A Look at Lua

An overview of the compact yet powerful Lua programming language.
Variables and Identifiers

Because any value can represent a condition, booleans in Lua differ from those in many other languages. Both false and nil are considered false in Lua, but Lua considers everything else true (including zero and an empty string).

Unlike Python, global variables do not need to be declared. To create one, assign a value to it. To delete it, give it the nil value. A global variable exists only if it has a non-nil value. Exactly the opposite of Python, most variables in Lua are global by default, and you must declare the variable “local” to make it a local variable rather than assuming that all variables are local.

Because most CPUs perform floating-point arithmetic just as fast as integer arithmetic, numbers in Lua represent real, double-precision, floating-point numbers rather than common integers. Because Lua doesn't need integer types, it doesn't have them. This eliminates rounding errors, floating-point numbers and long integers.

Lua handles strings very adeptly and has been used for strings that are several megabytes long. It converts between strings and numbers; any numeric operation applied to a string converts the string to a number. This conversion principle applies only to numbers, as Lua converts numbers to strings when strings are expected. Even with automatic conversion, Lua still can differentiate between numbers and strings in cases like 90 == “90” (which always is false).

Identifiers starting with an underscore (such as _FOO) are not recommended for use in Lua, because many are reserved for special uses. As long as an identifier does not begin with a digit, the identifier can be made up of a combination of underscores, letters and digits.

You can basically rename anything in Lua, even to the point of making it un-callable. Take, for example, the following code:

x = io
x.read()
io = "Hello world!"
x = "Let's make io uncallable!"
io.read()

The second line gets keyboard input through the io module. Because io is essentially a variable with a function as a value, you can give it a different value so that io does not relate to the input/output functions anymore. When you try to get keyboard input from the io module again, Lua returns an error. The program is unable to call the input/output functions now that io's value has been reassigned. In order to use io again, you must restart the Lua program.

> [EXERCISE INSTRUCTIONS]
Render this sentence from the Lua overview in Spanish: "Lua handles strings very adeptly and has been used for strings that are several megabytes long." The records come from a source unrelated to the Lua overview.

> [MATERIAL PROVIDED]
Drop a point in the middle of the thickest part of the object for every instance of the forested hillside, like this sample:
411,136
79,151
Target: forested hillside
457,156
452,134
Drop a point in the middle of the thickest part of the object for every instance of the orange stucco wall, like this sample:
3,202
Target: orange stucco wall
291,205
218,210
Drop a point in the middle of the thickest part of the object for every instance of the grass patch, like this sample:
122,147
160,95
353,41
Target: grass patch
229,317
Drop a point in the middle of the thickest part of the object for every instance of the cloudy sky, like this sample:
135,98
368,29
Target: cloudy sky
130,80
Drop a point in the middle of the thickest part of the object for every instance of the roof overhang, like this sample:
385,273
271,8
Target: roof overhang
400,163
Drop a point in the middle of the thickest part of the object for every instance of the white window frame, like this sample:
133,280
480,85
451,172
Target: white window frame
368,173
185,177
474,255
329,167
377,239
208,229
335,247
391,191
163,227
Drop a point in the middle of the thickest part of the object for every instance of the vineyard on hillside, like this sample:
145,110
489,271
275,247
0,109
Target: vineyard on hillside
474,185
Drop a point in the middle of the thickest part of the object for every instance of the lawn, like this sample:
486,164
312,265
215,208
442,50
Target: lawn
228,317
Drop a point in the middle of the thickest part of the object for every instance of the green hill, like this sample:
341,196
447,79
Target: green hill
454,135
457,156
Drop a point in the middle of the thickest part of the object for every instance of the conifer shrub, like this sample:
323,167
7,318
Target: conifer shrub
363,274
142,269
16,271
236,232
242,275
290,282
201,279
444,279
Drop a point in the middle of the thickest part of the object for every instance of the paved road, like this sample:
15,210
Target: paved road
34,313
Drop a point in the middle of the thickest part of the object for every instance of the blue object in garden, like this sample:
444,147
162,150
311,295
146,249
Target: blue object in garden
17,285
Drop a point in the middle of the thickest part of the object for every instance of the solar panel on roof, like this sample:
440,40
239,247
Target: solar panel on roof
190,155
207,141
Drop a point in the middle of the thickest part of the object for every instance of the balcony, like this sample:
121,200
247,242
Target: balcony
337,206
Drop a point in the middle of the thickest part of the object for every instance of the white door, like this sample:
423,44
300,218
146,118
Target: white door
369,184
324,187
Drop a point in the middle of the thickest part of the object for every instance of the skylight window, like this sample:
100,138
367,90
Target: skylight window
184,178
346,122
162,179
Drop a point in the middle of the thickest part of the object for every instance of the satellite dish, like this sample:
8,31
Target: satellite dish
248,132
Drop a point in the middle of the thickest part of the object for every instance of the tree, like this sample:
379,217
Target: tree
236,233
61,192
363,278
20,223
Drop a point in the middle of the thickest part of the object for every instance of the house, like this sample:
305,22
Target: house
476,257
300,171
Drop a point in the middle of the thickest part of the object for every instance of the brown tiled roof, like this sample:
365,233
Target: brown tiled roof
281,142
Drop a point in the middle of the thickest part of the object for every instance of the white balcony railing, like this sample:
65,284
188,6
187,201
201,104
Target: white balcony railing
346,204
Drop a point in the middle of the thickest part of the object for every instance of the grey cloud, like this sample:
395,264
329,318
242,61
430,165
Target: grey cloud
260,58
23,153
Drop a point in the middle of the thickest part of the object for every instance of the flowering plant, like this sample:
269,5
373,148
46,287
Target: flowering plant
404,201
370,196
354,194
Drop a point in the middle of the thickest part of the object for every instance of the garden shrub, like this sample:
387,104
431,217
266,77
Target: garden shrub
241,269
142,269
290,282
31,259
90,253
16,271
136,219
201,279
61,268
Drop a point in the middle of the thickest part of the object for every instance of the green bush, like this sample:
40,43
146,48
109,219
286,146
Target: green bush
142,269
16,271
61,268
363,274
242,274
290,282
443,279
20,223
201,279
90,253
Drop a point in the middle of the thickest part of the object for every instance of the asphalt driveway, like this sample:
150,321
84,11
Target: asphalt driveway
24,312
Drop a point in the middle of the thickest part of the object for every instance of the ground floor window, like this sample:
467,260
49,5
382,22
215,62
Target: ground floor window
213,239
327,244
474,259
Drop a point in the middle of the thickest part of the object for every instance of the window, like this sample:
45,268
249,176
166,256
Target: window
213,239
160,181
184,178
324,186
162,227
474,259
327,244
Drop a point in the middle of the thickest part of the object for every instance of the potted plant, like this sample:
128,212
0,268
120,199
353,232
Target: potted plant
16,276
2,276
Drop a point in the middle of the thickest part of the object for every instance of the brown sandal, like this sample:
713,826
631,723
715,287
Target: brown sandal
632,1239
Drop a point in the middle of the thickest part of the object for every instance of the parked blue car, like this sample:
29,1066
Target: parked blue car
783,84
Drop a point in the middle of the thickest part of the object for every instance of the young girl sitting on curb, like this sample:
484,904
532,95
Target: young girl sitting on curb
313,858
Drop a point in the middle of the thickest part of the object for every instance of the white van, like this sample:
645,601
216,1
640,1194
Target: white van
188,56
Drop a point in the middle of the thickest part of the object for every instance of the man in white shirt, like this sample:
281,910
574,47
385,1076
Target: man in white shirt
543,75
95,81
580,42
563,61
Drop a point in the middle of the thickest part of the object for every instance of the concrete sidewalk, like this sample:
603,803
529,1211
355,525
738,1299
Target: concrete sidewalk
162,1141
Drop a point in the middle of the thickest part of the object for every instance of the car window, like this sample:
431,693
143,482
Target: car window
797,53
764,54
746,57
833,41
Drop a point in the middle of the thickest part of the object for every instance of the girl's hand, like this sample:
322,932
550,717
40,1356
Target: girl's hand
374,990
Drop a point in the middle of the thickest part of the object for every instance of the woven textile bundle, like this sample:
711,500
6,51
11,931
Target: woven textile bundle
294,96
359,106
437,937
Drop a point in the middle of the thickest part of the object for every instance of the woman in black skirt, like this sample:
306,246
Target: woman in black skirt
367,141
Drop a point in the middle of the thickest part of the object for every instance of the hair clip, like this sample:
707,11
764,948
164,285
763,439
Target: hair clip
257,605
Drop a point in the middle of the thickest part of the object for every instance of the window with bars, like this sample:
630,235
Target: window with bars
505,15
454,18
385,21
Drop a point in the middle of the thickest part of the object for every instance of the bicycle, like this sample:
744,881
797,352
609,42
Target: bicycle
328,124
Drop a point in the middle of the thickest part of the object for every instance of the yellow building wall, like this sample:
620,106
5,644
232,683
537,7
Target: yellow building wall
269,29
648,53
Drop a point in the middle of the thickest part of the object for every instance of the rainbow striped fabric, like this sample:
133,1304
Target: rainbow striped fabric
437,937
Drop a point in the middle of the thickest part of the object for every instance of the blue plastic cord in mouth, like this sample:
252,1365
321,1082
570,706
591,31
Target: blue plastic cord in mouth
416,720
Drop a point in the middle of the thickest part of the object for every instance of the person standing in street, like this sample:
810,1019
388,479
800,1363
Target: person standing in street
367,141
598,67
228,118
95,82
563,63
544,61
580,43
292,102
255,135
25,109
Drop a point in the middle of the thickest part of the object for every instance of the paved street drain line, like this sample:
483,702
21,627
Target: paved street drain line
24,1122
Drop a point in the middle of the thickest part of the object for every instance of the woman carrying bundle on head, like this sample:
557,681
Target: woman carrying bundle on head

> [RESULT OF THE TASK]
Lua maneja las cadenas con gran destreza y se ha utilizado con cadenas de varios megabytes de longitud.